• **WORK TASK 1**:
Answer these from the patent excerpt, marking each answer with the same letter:
(a) What may the first mode comprise, according to the abstract?
(b) Which company is listed as the assignee?
(c) In claim 1, which frame's carrier frequency offset does the STA determine?
• **WORK TASK 2**: Recast the paragraph of the patent excerpt that opens "A first station (STA) receives" as a short bulleted list that keeps its main facts.
• **WORK TASK 3**: From the patent excerpt, pull out the passage that begins at the words "1. 1. A method" and stops after "the beacon frame.", copying it word for word.

• **SELECTED PASSAGE**:

Start of Block

EP4736359A1EP 4736359 A1EP4736359 A1EP 4736359A1EP-4736359-A1

Abstract

A first station (STA) receives from a second STA a first frame and transmits a physical layer protocol data unit (PPDU) to the second STA. Based on the first frame comprising an indication for the first STA to use a first mode to transmit the PPDU, the first STA transmits the PPDU using the first mode and a first carrier frequency offset of the PPDU is based on a second carrier frequency offset of the first frame. The first mode may comprise an enhanced long range (ELR) operation mode.

Inventors

  • LANANTE, Leonardo Alisasis
  • KIM, JEONGKI
  • Dinan, Esmael Hejazi
  • ZHANG, JIAYI
  • ERKUCUK, SERHAT
  • BAYKAS, TUNCER

Assignees

  • Ofinno, LLC

Dates

Publication Date
20260506
Application Date
20250616

Claims (20)

  1. 1. A method comprising: receiving, by a station (STA) from an access point (AP), a first frame comprising an indication of whether the AP enables reception of enhanced long range (ELR) PPDUs; receiving, by the STA from the AP, a beacon frame; determining, by the STA, a first carrier frequency offset of the beacon frame; and based on the indication indicating that the AP enables reception of ELR PPDUs, transmitting, by the STA to the AP, an ELR PPDU, wherein a second carrier frequency offset of the ELR PPDU is based on the first carrier frequency offset of the beacon frame.

End of Block

• **STORED DATA**:
Start of Block

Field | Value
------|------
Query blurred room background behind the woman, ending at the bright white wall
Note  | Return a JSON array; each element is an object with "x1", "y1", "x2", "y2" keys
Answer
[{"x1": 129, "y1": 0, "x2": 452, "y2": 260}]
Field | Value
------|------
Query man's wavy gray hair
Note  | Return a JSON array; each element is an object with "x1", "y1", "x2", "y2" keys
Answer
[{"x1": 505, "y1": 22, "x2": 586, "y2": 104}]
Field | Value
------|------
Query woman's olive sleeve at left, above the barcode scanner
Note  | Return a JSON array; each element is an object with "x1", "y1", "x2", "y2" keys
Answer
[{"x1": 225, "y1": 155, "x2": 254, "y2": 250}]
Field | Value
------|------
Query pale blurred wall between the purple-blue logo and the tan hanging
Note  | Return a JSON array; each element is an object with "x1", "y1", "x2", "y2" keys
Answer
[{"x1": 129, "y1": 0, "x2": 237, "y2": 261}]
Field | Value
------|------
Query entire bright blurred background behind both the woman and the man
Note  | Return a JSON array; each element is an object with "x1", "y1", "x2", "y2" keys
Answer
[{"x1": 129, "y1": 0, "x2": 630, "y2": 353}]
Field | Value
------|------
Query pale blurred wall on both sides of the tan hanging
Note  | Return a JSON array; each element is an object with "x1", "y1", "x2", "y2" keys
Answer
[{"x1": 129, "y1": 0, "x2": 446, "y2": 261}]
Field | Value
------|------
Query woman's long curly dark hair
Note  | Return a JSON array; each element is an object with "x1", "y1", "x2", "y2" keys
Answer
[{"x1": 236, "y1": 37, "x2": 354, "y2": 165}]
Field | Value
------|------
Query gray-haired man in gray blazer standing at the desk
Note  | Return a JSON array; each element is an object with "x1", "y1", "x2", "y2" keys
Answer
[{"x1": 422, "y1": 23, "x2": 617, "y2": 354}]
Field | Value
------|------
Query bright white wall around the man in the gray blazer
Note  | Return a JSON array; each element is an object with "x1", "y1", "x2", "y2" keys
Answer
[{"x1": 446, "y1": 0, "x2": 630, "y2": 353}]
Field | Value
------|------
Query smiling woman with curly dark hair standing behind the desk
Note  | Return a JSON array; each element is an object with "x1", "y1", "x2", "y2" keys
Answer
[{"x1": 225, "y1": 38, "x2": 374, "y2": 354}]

End of Block

• **ANSWER SECTION 1**:
(a) An enhanced long range (ELR) operation mode.
(b) Ofinno, LLC.
(c) The beacon frame.

• **ANSWER SECTION 2**:
- A first STA receives a first frame from a second STA and transmits a PPDU to it.
- If the first frame tells the first STA to use a first mode, the first STA transmits the PPDU in that mode.
- In that case, the PPDU's carrier frequency offset is based on the first frame's carrier frequency offset.
- The first mode may be an enhanced long range (ELR) operation mode.

• **ANSWER SECTION 3**:
1. 1. A method comprising: receiving, by a station (STA) from an access point (AP), a first frame comprising an indication of whether the AP enables reception of enhanced long range (ELR) PPDUs; receiving, by the STA from the AP, a beacon frame; determining, by the STA, a first carrier frequency offset of the beacon frame; and based on the indication indicating that the AP enables reception of ELR PPDUs, transmitting, by the STA to the AP, an ELR PPDU, wherein a second carrier frequency offset of the ELR PPDU is based on the first carrier frequency offset of the beacon frame.